### [INSTRUCTIONS]
1. Copy out everything in the passage on Tomkins's annual results from "Results for the" down to "as the average.".
2. According to the passage on Tomkins's annual results, what compound growth rate have earnings per share achieved since 1984?
3. Write what comes next in the passage on Tomkins's annual results, starting after its last sentence.

### [DOCUMENT PASSAGE]
------------

Results for the year to April showed Greg Hutchings is keeping up the good work. An 18 per cent increase in pre-tax profits to pounds 303m from sales 15 per cent better at pounds 3.73bn was in line with expectations but cash flow was stronger than ever, taking the group's war chest to almost pounds 300m and rising fast.

Tomkins boasts an impressive underlying return on capital employed, more than 40 per cent if you strip out the piffling interest it receives on its cash pile. Margins are rising across the board. Taking the long view, Tomkins looks even more impressive. Earnings per share have grown every year since 1984, notching up a compound growth rate of 34 per cent compared with the average of UK quoted companies of just 7.5 per cent. Dividends, up an average 29 per cent a year over the past 12 years, have grown three times as fast as the average.

Despite that proud record, the market rates the shares below both the rest of the diversified industrials sector and the market as a whole. They yield almost 10 per cent more than their peers and have moved sideways over the past three years compared with a 25 per cent rise in the FT-SE All-Share index.

------------

### [DATASET EXCERPT]
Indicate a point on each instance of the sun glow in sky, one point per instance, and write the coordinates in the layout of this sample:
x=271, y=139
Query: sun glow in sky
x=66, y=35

------------

### [ANSWERS GIVEN]
1.
Results for the year to April showed Greg Hutchings is keeping up the good work. An 18 per cent increase in pre-tax profits to pounds 303m from sales 15 per cent better at pounds 3.73bn was in line with expectations but cash flow was stronger than ever, taking the group's war chest to almost pounds 300m and rising fast.

Tomkins boasts an impressive underlying return on capital employed, more than 40 per cent if you strip out the piffling interest it receives on its cash pile. Margins are rising across the board. Taking the long view, Tomkins looks even more impressive. Earnings per share have grown every year since 1984, notching up a compound growth rate of 34 per cent compared with the average of UK quoted companies of just 7.5 per cent. Dividends, up an average 29 per cent a year over the past 12 years, have grown three times as fast as the average.

2. A compound growth rate of 34 percent.

3.
Partly, the market is fretting about Tomkins' exposure to the US, where half of profits are made and the economy is showing worrying signs of flagging. Partly, the problem is the fashionable mistrust of companies without a neatly describable focus.

But the real issue still seems to be a refusal to accept the acquisition of RHM, despite the obvious progress made in the two and a half years since the bread and food group was bought; that and an understandable reticence ahead of the next deal which, given the fast-growing bank balance, cannot be far away.

On the basis of forecast profits of pounds 332m this year and earnings per share of 19p, the shares stand on a prospective price-earnings ratio of 12 - a small price to pay for safe, high-quality earnings, but be prepared for a patient wait.